» **EXERCISE DETAILS**: Extract all of the data and reproduce it precisely.

» **Entries from a pointing dataset**:
====================
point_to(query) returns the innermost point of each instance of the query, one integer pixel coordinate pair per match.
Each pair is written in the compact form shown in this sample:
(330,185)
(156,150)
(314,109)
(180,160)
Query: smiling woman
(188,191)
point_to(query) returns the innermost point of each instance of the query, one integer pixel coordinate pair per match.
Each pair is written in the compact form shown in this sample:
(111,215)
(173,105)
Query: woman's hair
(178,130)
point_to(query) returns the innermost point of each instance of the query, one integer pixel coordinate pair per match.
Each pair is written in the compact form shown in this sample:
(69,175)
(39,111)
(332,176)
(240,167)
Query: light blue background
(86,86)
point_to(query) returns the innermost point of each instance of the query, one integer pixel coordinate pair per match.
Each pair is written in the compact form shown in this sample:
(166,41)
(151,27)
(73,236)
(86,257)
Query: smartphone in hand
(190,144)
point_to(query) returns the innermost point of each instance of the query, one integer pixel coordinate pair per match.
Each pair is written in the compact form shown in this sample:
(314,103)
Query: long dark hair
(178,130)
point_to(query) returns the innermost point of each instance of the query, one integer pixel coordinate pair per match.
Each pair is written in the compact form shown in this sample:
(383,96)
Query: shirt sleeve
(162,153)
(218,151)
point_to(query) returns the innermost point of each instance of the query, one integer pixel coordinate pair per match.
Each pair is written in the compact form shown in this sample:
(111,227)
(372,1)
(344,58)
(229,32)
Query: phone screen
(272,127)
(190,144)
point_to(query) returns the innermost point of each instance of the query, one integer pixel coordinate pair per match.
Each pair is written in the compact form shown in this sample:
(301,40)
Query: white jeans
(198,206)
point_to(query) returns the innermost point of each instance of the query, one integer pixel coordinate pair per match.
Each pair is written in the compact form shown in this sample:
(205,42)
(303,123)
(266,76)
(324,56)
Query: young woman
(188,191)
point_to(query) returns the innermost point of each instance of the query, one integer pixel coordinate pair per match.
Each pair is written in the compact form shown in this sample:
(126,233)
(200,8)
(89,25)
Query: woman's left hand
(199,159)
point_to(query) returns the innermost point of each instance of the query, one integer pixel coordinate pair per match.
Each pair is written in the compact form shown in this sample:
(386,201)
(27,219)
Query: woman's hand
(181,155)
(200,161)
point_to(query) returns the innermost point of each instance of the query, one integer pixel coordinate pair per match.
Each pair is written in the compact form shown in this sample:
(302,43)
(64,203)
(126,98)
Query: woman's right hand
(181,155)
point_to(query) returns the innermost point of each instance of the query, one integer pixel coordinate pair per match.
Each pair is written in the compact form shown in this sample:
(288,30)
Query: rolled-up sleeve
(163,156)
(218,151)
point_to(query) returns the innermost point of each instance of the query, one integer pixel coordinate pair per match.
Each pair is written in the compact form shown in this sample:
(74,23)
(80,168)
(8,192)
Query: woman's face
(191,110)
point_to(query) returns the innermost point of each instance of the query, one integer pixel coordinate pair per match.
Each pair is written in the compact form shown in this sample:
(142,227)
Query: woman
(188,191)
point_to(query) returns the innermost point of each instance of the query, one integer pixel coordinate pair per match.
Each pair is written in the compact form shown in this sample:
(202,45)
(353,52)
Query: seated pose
====================
» **RESPONSE TO THIS TASK**:
point_to(query) returns the innermost point of each instance of the query, one integer pixel coordinate pair per match.
Each pair is written in the compact form shown in this sample:
(330,185)
(156,150)
(314,109)
(180,160)
Query: smiling woman
(188,191)
point_to(query) returns the innermost point of each instance of the query, one integer pixel coordinate pair per match.
Each pair is written in the compact form shown in this sample:
(111,215)
(173,105)
Query: woman's hair
(178,130)
point_to(query) returns the innermost point of each instance of the query, one integer pixel coordinate pair per match.
Each pair is written in the compact form shown in this sample:
(69,175)
(39,111)
(332,176)
(240,167)
Query: light blue background
(86,86)
point_to(query) returns the innermost point of each instance of the query, one integer pixel coordinate pair per match.
Each pair is written in the compact form shown in this sample:
(166,41)
(151,27)
(73,236)
(86,257)
Query: smartphone in hand
(190,144)
point_to(query) returns the innermost point of each instance of the query, one integer pixel coordinate pair per match.
Each pair is written in the compact form shown in this sample:
(314,103)
Query: long dark hair
(178,130)
point_to(query) returns the innermost point of each instance of the query, one integer pixel coordinate pair per match.
Each pair is written in the compact form shown in this sample:
(383,96)
Query: shirt sleeve
(162,153)
(218,151)
point_to(query) returns the innermost point of each instance of the query, one integer pixel coordinate pair per match.
Each pair is written in the compact form shown in this sample:
(111,227)
(372,1)
(344,58)
(229,32)
Query: phone screen
(272,127)
(190,144)
point_to(query) returns the innermost point of each instance of the query, one integer pixel coordinate pair per match.
Each pair is written in the compact form shown in this sample:
(301,40)
Query: white jeans
(198,206)
point_to(query) returns the innermost point of each instance of the query, one integer pixel coordinate pair per match.
Each pair is written in the compact form shown in this sample:
(205,42)
(303,123)
(266,76)
(324,56)
Query: young woman
(188,191)
point_to(query) returns the innermost point of each instance of the query, one integer pixel coordinate pair per match.
Each pair is written in the compact form shown in this sample:
(126,233)
(200,8)
(89,25)
Query: woman's left hand
(199,159)
point_to(query) returns the innermost point of each instance of the query, one integer pixel coordinate pair per match.
Each pair is written in the compact form shown in this sample:
(386,201)
(27,219)
Query: woman's hand
(181,155)
(200,161)
point_to(query) returns the innermost point of each instance of the query, one integer pixel coordinate pair per match.
Each pair is written in the compact form shown in this sample:
(302,43)
(64,203)
(126,98)
Query: woman's right hand
(181,155)
point_to(query) returns the innermost point of each instance of the query, one integer pixel coordinate pair per match.
Each pair is written in the compact form shown in this sample:
(288,30)
Query: rolled-up sleeve
(163,156)
(218,151)
point_to(query) returns the innermost point of each instance of the query, one integer pixel coordinate pair per match.
Each pair is written in the compact form shown in this sample:
(74,23)
(80,168)
(8,192)
Query: woman's face
(191,110)
point_to(query) returns the innermost point of each instance of the query, one integer pixel coordinate pair per match.
Each pair is written in the compact form shown in this sample:
(142,227)
Query: woman
(188,191)
point_to(query) returns the innermost point of each instance of the query, one integer pixel coordinate pair per match.
Each pair is written in the compact form shown in this sample:
(202,45)
(353,52)
Query: seated pose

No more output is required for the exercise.